* **PROBLEM REQUIREMENTS**:
Search the entries below for the line containing "For this dataset, tag each instance of the elephant tusk"; from there to the end, return every line exactly and add nothing.

--- RECORDS SUPPLIED ---

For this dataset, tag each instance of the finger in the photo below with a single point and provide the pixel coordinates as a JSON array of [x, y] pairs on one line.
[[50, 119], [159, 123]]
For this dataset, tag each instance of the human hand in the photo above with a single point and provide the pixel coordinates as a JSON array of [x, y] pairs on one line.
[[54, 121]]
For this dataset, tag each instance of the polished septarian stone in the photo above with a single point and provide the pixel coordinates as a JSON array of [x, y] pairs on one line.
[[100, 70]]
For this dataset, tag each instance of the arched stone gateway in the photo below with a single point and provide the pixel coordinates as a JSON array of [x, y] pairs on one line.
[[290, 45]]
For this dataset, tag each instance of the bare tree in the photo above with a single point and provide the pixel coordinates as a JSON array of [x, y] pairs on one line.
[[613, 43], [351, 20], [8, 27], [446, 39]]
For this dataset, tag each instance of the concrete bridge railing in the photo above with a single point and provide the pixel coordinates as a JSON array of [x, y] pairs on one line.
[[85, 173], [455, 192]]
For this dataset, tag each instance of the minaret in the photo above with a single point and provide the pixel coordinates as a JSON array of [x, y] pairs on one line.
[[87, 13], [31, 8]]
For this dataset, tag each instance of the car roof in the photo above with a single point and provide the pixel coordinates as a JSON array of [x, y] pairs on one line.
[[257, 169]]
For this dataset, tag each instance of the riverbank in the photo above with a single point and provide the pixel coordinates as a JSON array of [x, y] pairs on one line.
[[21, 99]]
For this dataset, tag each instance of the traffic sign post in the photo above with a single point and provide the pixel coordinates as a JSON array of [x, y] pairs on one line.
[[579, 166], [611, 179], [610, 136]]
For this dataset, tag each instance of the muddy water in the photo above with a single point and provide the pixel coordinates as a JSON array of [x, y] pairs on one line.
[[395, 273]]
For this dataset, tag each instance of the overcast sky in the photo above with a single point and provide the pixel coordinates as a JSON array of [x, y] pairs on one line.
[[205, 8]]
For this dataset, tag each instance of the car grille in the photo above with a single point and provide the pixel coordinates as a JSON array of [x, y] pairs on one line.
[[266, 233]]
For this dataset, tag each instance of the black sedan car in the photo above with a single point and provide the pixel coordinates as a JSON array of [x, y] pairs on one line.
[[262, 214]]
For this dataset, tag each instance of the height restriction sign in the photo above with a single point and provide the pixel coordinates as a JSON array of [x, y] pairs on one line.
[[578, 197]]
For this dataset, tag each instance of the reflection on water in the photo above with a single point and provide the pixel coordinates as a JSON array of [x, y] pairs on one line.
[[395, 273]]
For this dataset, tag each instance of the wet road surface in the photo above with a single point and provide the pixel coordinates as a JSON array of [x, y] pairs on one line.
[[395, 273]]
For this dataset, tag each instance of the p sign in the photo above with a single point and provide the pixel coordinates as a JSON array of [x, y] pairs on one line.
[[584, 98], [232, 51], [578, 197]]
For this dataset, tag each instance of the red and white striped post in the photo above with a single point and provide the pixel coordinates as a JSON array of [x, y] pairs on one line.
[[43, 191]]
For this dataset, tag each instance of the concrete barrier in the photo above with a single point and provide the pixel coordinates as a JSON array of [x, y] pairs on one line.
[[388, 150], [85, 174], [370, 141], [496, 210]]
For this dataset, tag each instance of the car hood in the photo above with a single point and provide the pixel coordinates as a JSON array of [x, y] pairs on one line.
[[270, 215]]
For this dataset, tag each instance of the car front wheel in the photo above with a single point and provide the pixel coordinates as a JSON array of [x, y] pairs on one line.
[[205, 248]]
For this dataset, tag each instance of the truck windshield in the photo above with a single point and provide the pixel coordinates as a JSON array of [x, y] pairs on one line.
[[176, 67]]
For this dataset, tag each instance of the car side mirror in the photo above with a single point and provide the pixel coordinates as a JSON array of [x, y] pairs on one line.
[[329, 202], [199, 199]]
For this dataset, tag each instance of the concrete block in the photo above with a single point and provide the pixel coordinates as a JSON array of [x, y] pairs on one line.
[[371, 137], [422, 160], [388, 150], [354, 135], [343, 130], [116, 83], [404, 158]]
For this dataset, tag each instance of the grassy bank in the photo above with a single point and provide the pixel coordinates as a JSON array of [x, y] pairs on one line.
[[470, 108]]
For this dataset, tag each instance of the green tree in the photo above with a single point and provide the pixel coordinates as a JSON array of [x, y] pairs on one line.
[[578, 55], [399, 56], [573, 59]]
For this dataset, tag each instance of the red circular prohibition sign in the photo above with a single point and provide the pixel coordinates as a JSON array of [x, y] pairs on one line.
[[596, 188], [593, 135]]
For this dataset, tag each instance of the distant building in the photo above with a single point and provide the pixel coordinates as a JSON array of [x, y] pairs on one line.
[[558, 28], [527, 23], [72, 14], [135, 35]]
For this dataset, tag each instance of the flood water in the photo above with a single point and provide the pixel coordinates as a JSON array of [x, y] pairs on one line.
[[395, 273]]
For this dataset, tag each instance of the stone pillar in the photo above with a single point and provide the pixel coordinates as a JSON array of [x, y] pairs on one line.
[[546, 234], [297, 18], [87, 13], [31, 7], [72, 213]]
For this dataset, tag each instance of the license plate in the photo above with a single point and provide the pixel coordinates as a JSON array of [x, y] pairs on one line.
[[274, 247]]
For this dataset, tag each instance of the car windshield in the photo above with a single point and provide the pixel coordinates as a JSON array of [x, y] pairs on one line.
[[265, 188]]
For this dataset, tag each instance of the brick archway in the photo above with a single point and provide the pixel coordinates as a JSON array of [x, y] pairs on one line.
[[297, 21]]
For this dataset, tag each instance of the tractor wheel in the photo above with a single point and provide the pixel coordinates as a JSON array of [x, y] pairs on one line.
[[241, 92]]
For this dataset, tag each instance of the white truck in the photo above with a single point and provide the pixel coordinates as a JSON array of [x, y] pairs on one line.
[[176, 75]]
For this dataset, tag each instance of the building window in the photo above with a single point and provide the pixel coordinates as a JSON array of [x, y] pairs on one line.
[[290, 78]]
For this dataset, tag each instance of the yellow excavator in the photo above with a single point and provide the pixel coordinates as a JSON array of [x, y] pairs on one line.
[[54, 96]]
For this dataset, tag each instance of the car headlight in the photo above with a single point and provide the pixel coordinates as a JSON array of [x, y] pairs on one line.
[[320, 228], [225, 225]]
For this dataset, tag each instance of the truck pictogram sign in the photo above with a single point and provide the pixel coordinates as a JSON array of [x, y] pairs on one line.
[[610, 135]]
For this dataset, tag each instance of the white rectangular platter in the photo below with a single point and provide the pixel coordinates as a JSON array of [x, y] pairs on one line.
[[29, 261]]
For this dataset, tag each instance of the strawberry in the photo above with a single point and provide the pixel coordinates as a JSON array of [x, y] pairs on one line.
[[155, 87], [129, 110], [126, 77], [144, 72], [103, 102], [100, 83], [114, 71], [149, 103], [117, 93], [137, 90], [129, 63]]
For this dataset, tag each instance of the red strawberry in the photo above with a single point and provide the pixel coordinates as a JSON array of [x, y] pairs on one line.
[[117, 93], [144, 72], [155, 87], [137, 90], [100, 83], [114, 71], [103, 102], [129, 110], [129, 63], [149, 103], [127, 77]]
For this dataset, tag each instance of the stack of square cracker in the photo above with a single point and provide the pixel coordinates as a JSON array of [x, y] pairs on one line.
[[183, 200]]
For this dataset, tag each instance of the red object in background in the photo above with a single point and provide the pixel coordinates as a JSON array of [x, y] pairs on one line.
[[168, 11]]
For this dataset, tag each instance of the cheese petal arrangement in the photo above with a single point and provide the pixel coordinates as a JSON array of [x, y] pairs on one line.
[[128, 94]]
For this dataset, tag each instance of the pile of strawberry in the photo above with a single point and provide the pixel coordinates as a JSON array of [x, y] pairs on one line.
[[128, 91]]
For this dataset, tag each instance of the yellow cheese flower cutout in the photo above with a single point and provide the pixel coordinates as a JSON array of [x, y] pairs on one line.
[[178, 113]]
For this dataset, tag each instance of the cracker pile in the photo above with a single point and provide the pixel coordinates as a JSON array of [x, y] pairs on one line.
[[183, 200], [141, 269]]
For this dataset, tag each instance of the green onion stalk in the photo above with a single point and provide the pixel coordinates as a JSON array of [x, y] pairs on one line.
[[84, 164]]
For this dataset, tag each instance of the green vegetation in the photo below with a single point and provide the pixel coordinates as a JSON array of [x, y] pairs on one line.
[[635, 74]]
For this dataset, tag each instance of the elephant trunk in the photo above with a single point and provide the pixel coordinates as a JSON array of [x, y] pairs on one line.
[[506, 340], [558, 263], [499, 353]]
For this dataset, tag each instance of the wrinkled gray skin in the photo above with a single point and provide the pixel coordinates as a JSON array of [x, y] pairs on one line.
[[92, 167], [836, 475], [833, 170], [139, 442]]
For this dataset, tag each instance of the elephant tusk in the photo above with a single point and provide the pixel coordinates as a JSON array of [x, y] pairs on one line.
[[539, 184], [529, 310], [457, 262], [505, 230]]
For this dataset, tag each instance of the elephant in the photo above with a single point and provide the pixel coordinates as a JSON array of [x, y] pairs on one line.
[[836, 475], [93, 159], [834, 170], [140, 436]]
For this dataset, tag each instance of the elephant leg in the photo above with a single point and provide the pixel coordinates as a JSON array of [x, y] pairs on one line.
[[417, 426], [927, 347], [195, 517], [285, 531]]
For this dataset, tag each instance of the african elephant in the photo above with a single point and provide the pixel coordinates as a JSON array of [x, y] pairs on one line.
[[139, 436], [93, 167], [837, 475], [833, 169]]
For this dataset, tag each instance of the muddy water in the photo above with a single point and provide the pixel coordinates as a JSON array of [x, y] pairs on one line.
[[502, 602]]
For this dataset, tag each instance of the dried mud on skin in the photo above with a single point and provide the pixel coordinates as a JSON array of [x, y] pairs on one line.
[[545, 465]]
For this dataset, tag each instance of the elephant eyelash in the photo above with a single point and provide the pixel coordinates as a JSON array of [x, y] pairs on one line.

---

* **YOUR RESPONSE**:
For this dataset, tag each instance of the elephant tusk in the photo above with a single point and provide the pixel coordinates as a JSON array of [x, y] pairs on one line.
[[539, 184], [529, 310], [457, 262], [505, 230]]
For this dataset, tag each instance of the elephant in the photo above with a single point and provide the pixel coordinates as a JSON array of [x, y] pairs on one line.
[[836, 475], [93, 159], [834, 170], [140, 436]]
For this dataset, tag each instance of the elephant leg in the photo above with a single point and provide the pixel coordinates as a JSON array of [x, y] pairs on one line.
[[417, 426], [927, 347], [195, 517], [285, 531]]
For this dataset, tag each instance of the african elephant in the photo above with a single point and provide the pixel coordinates as a JSON array of [x, y] pairs on one line.
[[139, 436], [93, 167], [837, 475], [833, 169]]
For this dataset, tag each instance of the muddy water in the photo above with a single point and provide the pixel coordinates as a JSON array of [x, y] pairs on one line.
[[502, 602]]
For this dataset, tag each instance of the dried mud on skin in the photo above with a single point and provide the pixel coordinates as a JSON array of [x, y] pairs on one line.
[[545, 465]]
For this dataset, tag each instance of the elephant eyelash in the photo above with a single point and provide the pixel coordinates as a JSON array of [x, y] pairs on one line.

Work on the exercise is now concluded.